▶ [DO THIS]
Count the lines below that contain the string "ground". Give only the number.

━━ DATA FOR PROCESSING

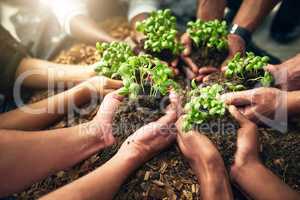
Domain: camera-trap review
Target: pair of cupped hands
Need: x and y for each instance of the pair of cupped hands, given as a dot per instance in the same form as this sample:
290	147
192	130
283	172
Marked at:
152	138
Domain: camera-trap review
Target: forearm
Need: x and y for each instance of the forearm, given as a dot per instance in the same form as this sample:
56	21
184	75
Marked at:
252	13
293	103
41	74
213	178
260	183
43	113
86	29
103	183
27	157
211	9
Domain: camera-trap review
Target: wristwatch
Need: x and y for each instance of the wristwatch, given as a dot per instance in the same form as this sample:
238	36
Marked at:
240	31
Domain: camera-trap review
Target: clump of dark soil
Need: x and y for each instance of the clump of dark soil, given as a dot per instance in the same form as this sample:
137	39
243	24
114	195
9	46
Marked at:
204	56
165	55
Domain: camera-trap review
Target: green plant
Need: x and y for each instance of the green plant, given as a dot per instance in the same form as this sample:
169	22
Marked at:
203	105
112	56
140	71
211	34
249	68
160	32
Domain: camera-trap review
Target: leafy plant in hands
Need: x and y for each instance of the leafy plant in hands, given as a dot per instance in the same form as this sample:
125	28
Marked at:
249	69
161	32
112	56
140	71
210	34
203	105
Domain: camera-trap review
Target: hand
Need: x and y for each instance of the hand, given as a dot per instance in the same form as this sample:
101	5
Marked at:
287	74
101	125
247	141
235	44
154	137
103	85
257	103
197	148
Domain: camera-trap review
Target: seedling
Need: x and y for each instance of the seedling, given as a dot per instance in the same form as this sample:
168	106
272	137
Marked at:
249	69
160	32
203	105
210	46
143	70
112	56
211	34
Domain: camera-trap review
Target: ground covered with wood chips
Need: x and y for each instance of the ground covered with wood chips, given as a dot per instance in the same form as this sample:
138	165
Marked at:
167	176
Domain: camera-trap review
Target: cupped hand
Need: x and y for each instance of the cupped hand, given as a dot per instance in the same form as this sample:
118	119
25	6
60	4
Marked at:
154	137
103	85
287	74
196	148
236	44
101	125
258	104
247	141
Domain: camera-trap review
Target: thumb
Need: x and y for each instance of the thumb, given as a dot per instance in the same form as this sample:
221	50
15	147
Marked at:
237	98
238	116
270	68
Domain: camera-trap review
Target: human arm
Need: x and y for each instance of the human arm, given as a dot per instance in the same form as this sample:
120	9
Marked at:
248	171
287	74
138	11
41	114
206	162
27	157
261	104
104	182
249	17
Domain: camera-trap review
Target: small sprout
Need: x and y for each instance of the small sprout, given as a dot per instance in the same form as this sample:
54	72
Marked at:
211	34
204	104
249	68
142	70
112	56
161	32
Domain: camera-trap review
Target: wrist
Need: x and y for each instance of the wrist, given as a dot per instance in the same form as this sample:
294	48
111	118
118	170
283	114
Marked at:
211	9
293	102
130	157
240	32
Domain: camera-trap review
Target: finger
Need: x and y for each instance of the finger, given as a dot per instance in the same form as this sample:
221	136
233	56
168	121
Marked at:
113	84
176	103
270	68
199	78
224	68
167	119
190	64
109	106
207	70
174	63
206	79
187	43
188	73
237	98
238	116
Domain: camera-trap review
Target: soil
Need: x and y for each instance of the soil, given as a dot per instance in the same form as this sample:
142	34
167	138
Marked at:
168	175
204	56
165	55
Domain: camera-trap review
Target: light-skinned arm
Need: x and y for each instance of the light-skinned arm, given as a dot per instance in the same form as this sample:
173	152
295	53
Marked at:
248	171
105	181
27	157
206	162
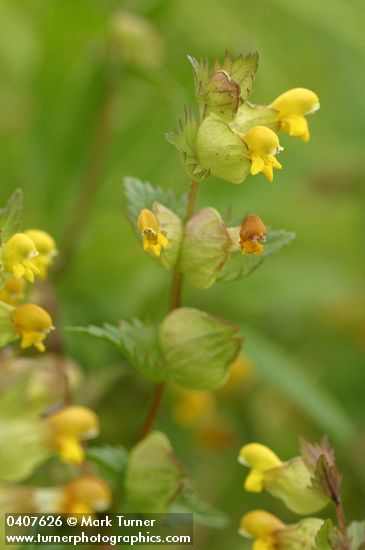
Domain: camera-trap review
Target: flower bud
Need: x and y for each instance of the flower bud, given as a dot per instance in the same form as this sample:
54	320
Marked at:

━━━━

▶ [ANSWER TO THIS TASK]
2